** WHAT YOU HAVE TO DO **
Reproduce every item below word for word, leaving out the pictures.

** DATA EXCERPTS **
══════════

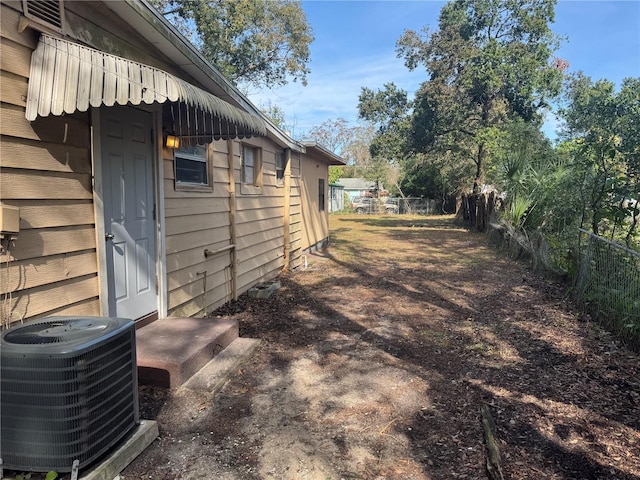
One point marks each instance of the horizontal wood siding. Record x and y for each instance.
(45, 171)
(260, 222)
(196, 221)
(295, 224)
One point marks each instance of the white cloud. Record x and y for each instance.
(333, 89)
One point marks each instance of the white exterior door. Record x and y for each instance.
(128, 202)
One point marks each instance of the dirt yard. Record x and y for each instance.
(375, 362)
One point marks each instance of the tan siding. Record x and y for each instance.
(25, 274)
(262, 272)
(15, 58)
(10, 18)
(178, 207)
(261, 236)
(13, 89)
(56, 213)
(46, 172)
(42, 300)
(90, 307)
(196, 307)
(31, 155)
(193, 240)
(261, 254)
(200, 222)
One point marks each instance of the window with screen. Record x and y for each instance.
(192, 166)
(251, 167)
(280, 167)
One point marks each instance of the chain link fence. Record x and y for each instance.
(607, 286)
(397, 206)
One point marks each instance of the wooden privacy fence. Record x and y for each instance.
(479, 209)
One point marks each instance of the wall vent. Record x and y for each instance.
(49, 13)
(68, 391)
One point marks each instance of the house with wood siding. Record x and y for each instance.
(115, 219)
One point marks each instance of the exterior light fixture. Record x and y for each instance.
(172, 141)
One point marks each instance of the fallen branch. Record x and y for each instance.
(493, 462)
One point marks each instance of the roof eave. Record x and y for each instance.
(176, 47)
(332, 158)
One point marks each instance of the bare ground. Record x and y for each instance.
(376, 359)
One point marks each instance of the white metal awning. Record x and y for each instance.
(66, 77)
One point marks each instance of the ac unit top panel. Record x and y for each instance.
(60, 335)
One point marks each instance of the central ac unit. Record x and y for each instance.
(68, 391)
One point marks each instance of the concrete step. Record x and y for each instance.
(212, 377)
(170, 350)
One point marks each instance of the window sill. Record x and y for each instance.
(247, 189)
(185, 187)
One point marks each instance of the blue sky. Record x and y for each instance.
(354, 47)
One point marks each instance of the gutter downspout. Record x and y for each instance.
(287, 209)
(232, 218)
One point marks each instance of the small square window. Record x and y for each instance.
(192, 166)
(251, 167)
(280, 166)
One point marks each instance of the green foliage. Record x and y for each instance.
(488, 63)
(276, 114)
(335, 172)
(255, 42)
(602, 125)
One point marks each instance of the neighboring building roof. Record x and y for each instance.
(332, 158)
(357, 184)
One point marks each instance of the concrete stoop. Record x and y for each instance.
(172, 349)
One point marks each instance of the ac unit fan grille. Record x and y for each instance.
(68, 400)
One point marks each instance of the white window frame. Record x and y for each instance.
(255, 166)
(181, 154)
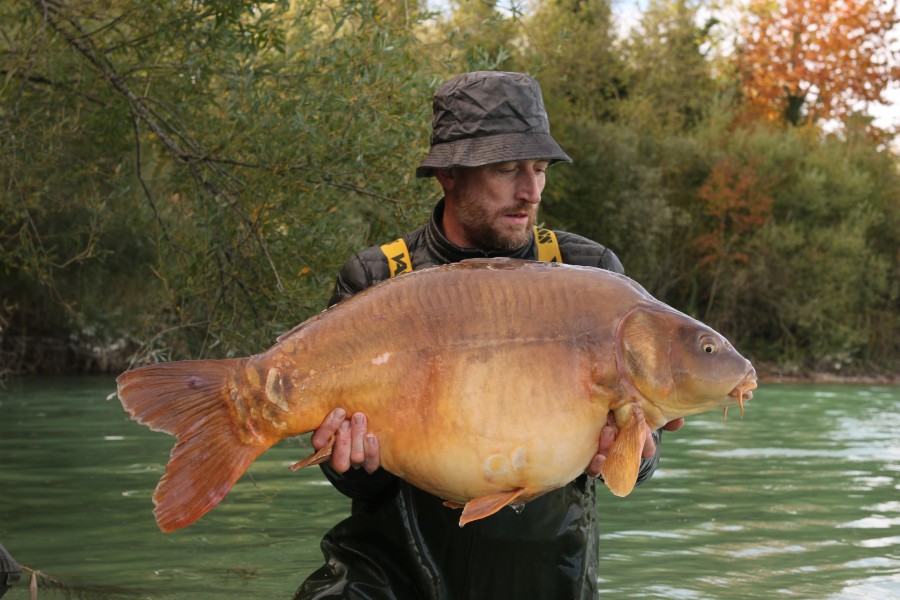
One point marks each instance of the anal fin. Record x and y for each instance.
(485, 506)
(315, 459)
(620, 469)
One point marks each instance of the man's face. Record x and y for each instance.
(494, 207)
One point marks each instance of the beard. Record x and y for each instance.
(485, 227)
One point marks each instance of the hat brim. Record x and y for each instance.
(489, 150)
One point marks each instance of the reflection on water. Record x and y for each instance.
(797, 499)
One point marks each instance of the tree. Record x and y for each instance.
(810, 60)
(189, 175)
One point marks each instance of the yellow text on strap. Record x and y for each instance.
(398, 257)
(548, 247)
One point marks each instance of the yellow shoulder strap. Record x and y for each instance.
(398, 257)
(548, 247)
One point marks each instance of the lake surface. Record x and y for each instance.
(799, 499)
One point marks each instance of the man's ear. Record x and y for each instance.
(447, 178)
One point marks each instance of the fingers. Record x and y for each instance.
(358, 429)
(373, 456)
(353, 447)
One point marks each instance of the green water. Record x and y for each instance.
(799, 499)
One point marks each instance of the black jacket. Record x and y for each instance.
(400, 542)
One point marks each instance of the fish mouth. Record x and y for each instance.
(744, 390)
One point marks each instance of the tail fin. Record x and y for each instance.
(191, 400)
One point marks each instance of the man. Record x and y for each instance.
(490, 150)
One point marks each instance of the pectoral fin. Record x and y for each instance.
(315, 459)
(623, 462)
(485, 506)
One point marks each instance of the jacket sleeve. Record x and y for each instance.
(359, 272)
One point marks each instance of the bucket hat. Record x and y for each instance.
(488, 117)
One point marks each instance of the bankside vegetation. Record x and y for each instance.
(184, 179)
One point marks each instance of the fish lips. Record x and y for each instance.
(744, 390)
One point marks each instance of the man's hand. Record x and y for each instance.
(353, 447)
(608, 437)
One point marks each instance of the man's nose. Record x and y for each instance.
(529, 186)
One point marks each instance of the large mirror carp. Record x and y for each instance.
(487, 383)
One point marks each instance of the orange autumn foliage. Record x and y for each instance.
(816, 59)
(734, 202)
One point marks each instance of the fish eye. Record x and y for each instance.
(709, 345)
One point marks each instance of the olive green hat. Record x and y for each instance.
(488, 117)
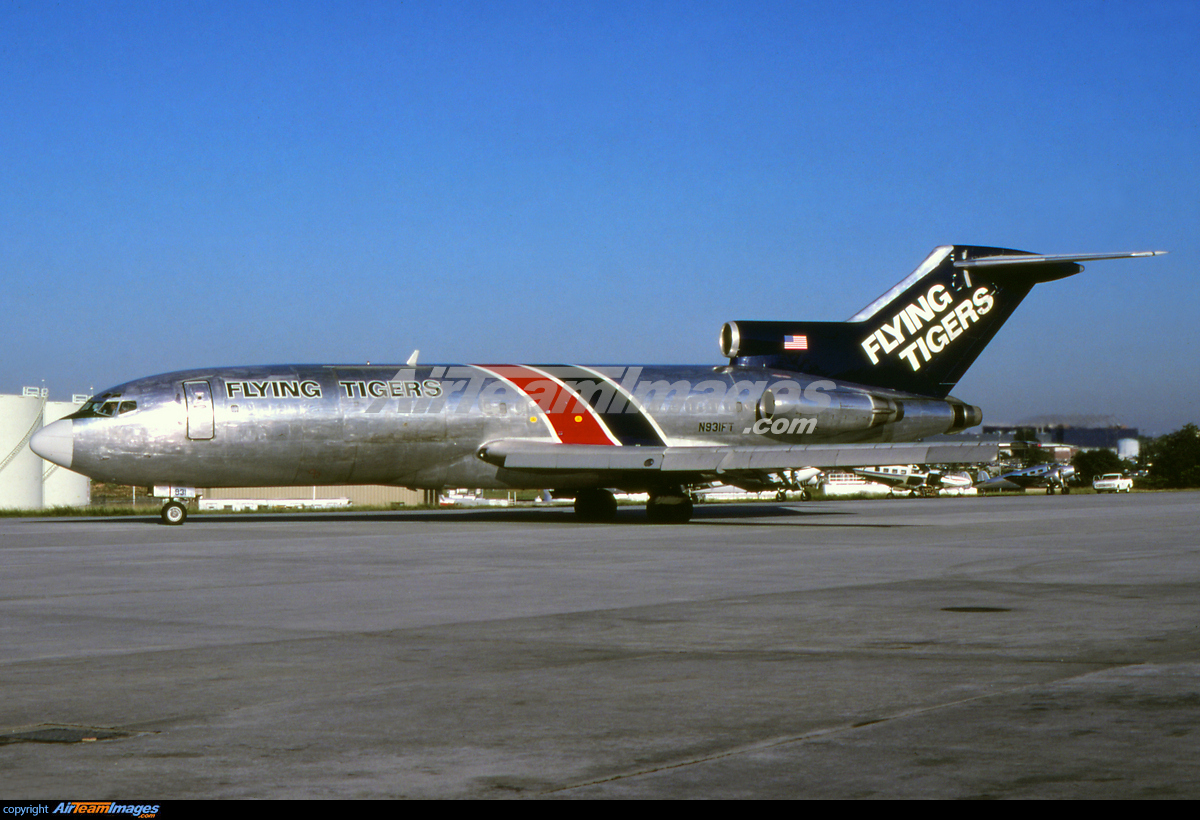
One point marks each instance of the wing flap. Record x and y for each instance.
(520, 454)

══════════

** FULL ANSWER **
One point marks each instance of the horizontal wood siding. Record x and y for each instance.
(45, 171)
(260, 222)
(196, 221)
(295, 224)
One point marks each instance of the white cloud. Record x and y for each instance.
(333, 89)
One point marks each instance of the white exterior door. Record x and y for each instance.
(128, 202)
One point marks each instance of the dirt yard. Record x and y for each instance.
(375, 362)
One point marks each instance of the tan siding. Record x and y for each instance.
(25, 274)
(262, 272)
(15, 58)
(10, 18)
(178, 207)
(261, 236)
(13, 89)
(56, 213)
(46, 172)
(42, 300)
(90, 307)
(196, 307)
(31, 155)
(193, 240)
(261, 254)
(200, 222)
One point marks each instance of the window with screen. Record x and y for each instance.
(192, 166)
(251, 167)
(280, 167)
One point marks each instance of the chain link fence. Record x and y for each instance.
(607, 286)
(397, 206)
One point marks each instance of the wooden privacy fence. Record x and y for each instance.
(479, 209)
One point marks each instance of the wall vent. Record x and y for each instance.
(49, 13)
(68, 391)
One point marks each instance of the house with wood siding. Record x and y for each instance.
(115, 219)
One point marks each instance of the exterior light fixture. Record x and y for each instance.
(172, 141)
One point marks each instance of the fallen branch. Record x and y for each instance.
(493, 462)
One point marks each instance of the roof eave. Record x and y for each instance.
(176, 47)
(332, 158)
One point marks each instance of the bare ground. Record x and y for each instance.
(376, 359)
One point marks each instance of the white metal awning. Record x and y for each instance.
(66, 77)
One point marks each instance of the ac unit top panel. Record x and y for each instance.
(60, 335)
One point marks each instance of the central ac unit. Record x and y for each instance.
(68, 391)
One point marks each instance of the concrete step. Record x and y for each instance.
(212, 377)
(170, 350)
One point marks each instance of the window sill. Record x and y for each instance.
(247, 189)
(185, 187)
One point marks each instance of the blue sky. Record x and y for each instance.
(354, 47)
One point marks each instance of the gutter downspout. Record x and y for each instance.
(287, 209)
(232, 218)
One point marks each instance of the small square window. Record x and y for each instance.
(192, 166)
(251, 167)
(280, 166)
One point marks each instance of the green foliage. Record x and y for each instance.
(488, 63)
(276, 114)
(335, 172)
(255, 42)
(602, 125)
One point marks each instance of the neighboring building roof. Record x and y for each instance.
(332, 158)
(357, 184)
One point marks each instance of the concrete stoop. Record x and y for each instance.
(172, 349)
One point marks each instance of the ac unit fan grille. Record x and y for each instance.
(68, 400)
One point marks each instance of the white window frame. Record x and y for each instance.
(255, 166)
(181, 154)
One point marks each instance of the anal fin. Record x and y for each instance.
(485, 506)
(315, 459)
(620, 469)
One point marks each instance of the man's face. Record x and y for each instance.
(494, 207)
One point marks each instance of the beard. Record x and y for each instance.
(485, 227)
One point marks each instance of the hat brim. Record x and y for each instance.
(489, 150)
One point marks each instance of the reflection on water. Record x and y for each instance.
(797, 499)
One point marks each instance of the tree. Record x and y for each instance.
(810, 60)
(189, 175)
One point marks each instance of the yellow text on strap. Record x and y for each instance.
(398, 257)
(548, 247)
One point marks each instance of the yellow shoulder strap. Record x and y for each instance.
(398, 257)
(548, 247)
One point marks each instance of the lake surface. Record x and y for each instance.
(799, 499)
One point marks each instance of the man's ear. Record x and y for each instance.
(447, 178)
One point marks each instance of the fingers. Record x and y for each instance.
(358, 429)
(373, 456)
(353, 447)
One point marks each instance of the green water. Record x and y for each instance.
(799, 499)
One point marks each instance of the black jacket. Record x and y for each instance.
(400, 542)
One point marks each instance of the fish mouth. Record x and y for each instance.
(744, 390)
One point marks each instance of the tail fin. Record x and y for each instance.
(191, 400)
One point marks each instance of the man. Record x and y for each instance.
(490, 150)
One point marks each instance of the pectoral fin. Record x and y for each instance.
(315, 459)
(623, 462)
(485, 506)
One point marks each instance of the jacket sleeve. Record x and y for each instance.
(359, 272)
One point marks each instance of the bucket hat. Record x and y for each instance.
(488, 117)
One point marks each instance of the bankside vegetation. Record x and y for each instance.
(184, 179)
One point marks each instance of the fish lips. Record x and y for each instance.
(744, 390)
One point marks each instance of the man's hand. Record x and y for each instance.
(353, 447)
(608, 437)
One point marks each instance of the man's nose. Record x and y for each instance.
(529, 186)
One point marks each instance of the large mirror carp. Record x and y for each instance.
(487, 383)
One point marks each instance of the orange autumn foliage. Record x and y for each instance.
(816, 59)
(734, 202)
One point marks each instance of the fish eye. Record x and y for each instance.
(709, 345)
One point marks each instance of the olive green hat. Record x and y for each instance.
(488, 117)
One point marks each instance of the wing flap. Record x and y for each instance.
(520, 454)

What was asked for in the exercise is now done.